## Set task
Reproduce the records below exactly as they appear.
## START Material to process
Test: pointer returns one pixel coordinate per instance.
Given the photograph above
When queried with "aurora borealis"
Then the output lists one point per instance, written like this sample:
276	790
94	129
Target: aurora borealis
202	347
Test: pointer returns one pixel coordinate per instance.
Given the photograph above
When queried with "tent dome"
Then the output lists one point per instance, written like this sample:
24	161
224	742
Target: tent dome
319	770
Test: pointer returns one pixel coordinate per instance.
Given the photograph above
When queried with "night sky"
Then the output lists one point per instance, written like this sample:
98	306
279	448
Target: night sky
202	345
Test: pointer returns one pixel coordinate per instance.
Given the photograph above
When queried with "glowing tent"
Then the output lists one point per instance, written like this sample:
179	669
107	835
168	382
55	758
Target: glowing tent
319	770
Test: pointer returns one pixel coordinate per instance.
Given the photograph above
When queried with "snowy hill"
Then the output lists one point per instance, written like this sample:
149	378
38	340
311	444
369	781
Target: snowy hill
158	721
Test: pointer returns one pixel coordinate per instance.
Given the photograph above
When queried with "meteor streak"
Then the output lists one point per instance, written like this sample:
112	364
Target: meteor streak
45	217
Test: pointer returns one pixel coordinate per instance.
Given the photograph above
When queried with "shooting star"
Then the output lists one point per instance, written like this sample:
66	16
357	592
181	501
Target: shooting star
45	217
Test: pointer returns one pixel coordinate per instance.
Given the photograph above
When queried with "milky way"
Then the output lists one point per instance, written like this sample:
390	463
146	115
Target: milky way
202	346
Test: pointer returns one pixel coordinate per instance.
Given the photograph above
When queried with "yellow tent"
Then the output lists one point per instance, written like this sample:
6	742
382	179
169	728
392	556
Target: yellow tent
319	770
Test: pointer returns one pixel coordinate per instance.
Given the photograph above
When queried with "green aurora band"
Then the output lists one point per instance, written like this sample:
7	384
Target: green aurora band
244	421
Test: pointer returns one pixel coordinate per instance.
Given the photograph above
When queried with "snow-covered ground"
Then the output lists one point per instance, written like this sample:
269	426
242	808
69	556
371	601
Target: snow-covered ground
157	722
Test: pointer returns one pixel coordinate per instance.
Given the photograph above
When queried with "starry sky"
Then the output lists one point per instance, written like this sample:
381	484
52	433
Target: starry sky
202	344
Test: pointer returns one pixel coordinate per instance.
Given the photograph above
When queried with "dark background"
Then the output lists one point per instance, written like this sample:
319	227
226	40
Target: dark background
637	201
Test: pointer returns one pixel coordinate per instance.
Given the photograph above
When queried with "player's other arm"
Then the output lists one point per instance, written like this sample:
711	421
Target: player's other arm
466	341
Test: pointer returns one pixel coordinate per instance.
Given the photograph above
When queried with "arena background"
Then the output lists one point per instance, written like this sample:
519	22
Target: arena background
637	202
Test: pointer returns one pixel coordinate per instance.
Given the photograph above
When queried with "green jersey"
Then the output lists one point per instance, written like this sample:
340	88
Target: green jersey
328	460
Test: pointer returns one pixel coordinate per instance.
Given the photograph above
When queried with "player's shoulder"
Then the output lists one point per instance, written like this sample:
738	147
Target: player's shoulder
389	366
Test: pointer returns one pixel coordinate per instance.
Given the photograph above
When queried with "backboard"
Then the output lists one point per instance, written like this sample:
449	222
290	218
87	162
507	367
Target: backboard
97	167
## END Material to process
## Solution below
Test: pointer returns one pixel coordinate per instance.
Given the photograph above
When queried with "aurora borealis"
Then the output lists one point per instance, written like this sample:
276	790
94	129
Target: aurora borealis
202	347
Test: pointer returns one pixel coordinate per instance.
Given the photograph above
When queried with "tent dome"
Then the output lists one point per instance, written like this sample:
24	161
224	742
Target: tent dome
319	770
Test: pointer returns one pixel coordinate per instance.
Given the photograph above
When queried with "night sky"
Then the output lists one point per instance, written like this sample:
98	306
279	448
Target: night sky
202	345
Test: pointer returns one pixel coordinate per instance.
Given the photograph above
When queried with "glowing tent"
Then the output lists one point per instance, written like this sample:
179	669
107	835
168	382
55	758
Target: glowing tent
319	770
Test: pointer returns one pixel coordinate per instance.
Given the photograph above
When queried with "snowy hill"
Then the output lists one point per instance, written like this sample:
149	378
38	340
311	444
369	781
Target: snowy hill
158	721
Test: pointer returns one pixel coordinate per instance.
Given the photograph above
When queried with "meteor streak"
Then the output lists one point per instance, written like this sample:
112	364
Target: meteor streak
45	217
Test: pointer returns one pixel coordinate per instance.
Given the photograph above
When queried with "shooting star"
Then the output lists one point per instance, written like this sample:
66	16
357	592
181	501
Target: shooting star
45	217
Test: pointer returns one pixel coordinate per instance.
Given the photograph above
When queried with "milky way"
Then the output lists one point per instance, written like this sample:
390	463
146	115
Target: milky way
202	346
Test: pointer returns one pixel coordinate per instance.
Given the photograph above
When queried with "yellow tent"
Then the output lists one point per instance, written like this sample:
6	742
382	179
169	728
392	556
Target: yellow tent
319	770
Test: pointer returns one pixel coordinate per instance.
Given the photograph above
When queried with "green aurora band"
Then the output lists one point per instance, written like this sample:
7	384
Target: green aurora band
244	421
Test: pointer returns one pixel coordinate per instance.
Given the photograph above
When queried with "snow-covered ground"
Then the output lists one point per instance, written like this sample:
269	426
242	808
69	556
371	601
Target: snow-covered ground
157	722
Test: pointer returns one pixel coordinate per instance.
Given the photograph above
When queried with "starry sky"
Then the output lists one point per instance, written like this sample:
381	484
52	433
Target: starry sky
202	344
Test: pointer returns one pixel coordinate per instance.
Given the photograph above
When queried with "dark background"
Then the output lists one point per instance, written like this sample:
319	227
226	40
Target: dark background
637	201
Test: pointer returns one pixel coordinate per instance.
Given the photograph above
When queried with "player's other arm"
Then the output lists one point per instance, written like this sample:
711	421
Target: player's other arm
466	341
Test: pointer returns one pixel coordinate per instance.
Given the photograph above
When queried with "arena background"
Then the output lists one point per instance, written like this sample:
519	22
Target: arena background
637	202
Test: pointer returns one pixel coordinate per instance.
Given the photograph above
When queried with "green jersey"
Then the output lists one point per instance, written like this sample:
340	88
Target: green jersey
328	460
Test: pointer returns one pixel coordinate per instance.
Given the photograph above
When queried with "player's shoulder"
Then the output lists one point per instance, written like this sample:
738	147
Target: player's shoulder
389	366
Test: pointer returns one pixel coordinate per instance.
Given the photograph above
When queried with "backboard"
Then the output lists one point per instance, written like this sample:
449	222
290	218
87	162
507	367
Target: backboard
97	167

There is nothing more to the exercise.